EXERCISE MATERIALS -
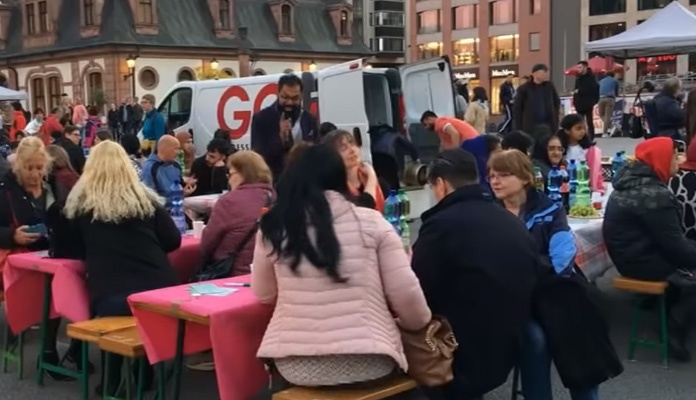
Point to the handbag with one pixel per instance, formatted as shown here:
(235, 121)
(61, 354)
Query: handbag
(223, 268)
(430, 352)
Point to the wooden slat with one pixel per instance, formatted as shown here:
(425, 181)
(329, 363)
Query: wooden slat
(383, 390)
(638, 286)
(90, 331)
(172, 311)
(126, 343)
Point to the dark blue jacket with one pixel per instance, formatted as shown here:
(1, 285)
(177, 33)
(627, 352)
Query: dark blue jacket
(548, 225)
(265, 136)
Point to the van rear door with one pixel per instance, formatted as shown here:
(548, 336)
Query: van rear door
(342, 101)
(426, 85)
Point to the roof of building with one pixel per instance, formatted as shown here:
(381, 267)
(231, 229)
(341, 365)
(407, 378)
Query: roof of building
(187, 23)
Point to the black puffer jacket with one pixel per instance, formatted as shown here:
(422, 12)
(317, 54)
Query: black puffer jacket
(642, 226)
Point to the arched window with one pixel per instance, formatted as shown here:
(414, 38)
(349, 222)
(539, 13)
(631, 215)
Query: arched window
(95, 87)
(55, 91)
(224, 14)
(286, 19)
(38, 93)
(185, 75)
(344, 24)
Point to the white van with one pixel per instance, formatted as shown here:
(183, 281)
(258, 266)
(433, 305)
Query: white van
(349, 95)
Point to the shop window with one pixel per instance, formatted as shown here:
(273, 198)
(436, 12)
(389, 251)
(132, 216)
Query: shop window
(429, 21)
(465, 52)
(465, 17)
(429, 50)
(504, 48)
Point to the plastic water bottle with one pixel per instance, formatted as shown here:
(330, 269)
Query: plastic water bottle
(538, 179)
(616, 164)
(565, 189)
(405, 204)
(584, 193)
(554, 185)
(176, 206)
(572, 183)
(392, 210)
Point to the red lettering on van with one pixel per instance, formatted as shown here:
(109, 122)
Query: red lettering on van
(242, 116)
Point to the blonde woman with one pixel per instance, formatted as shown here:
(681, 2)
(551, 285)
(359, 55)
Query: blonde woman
(25, 197)
(122, 231)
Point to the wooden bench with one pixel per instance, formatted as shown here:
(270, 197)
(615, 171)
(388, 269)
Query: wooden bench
(642, 290)
(382, 390)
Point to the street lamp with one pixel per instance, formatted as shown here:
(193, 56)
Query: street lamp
(130, 62)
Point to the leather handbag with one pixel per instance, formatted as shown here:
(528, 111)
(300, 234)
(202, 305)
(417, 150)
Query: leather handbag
(430, 352)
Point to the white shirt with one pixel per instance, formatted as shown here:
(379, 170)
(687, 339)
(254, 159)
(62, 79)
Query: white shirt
(576, 153)
(33, 127)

EXERCISE REQUIREMENTS - Print only these lines, exactly: the one containing "Query: shop window" and all after it to the end of the entries.

OUTPUT -
Query: shop window
(429, 21)
(465, 52)
(465, 17)
(429, 50)
(504, 48)
Point to the plastic water bottle with one pixel per instance, formatted as shown here:
(330, 269)
Query: plastic water bottle
(538, 179)
(616, 164)
(565, 189)
(405, 204)
(584, 193)
(554, 185)
(176, 206)
(572, 183)
(392, 210)
Point to the red lettering on van with one pixel per instance, formatted as shown here:
(109, 122)
Query: red lettering on van
(242, 116)
Point to the blonde woman with one pixel per instance, formatted as shown here:
(681, 2)
(551, 285)
(359, 55)
Query: blonde woman
(25, 197)
(122, 231)
Point to the wooden bench with one pixel per instance, formatted as shown here:
(270, 197)
(615, 171)
(388, 269)
Query: wooden bench
(642, 290)
(382, 390)
Point to the street lamp with one pixel per instance, formatted as shown here:
(193, 56)
Query: street lamp
(130, 62)
Point to the leather handbag with one pixel per instance, formatted as shown here:
(528, 111)
(300, 234)
(202, 305)
(417, 150)
Query: leather handbag
(430, 352)
Point to the white shirt with one pixel per instance, formatted as shown here:
(379, 170)
(687, 339)
(254, 159)
(62, 79)
Query: white shirt
(576, 153)
(33, 127)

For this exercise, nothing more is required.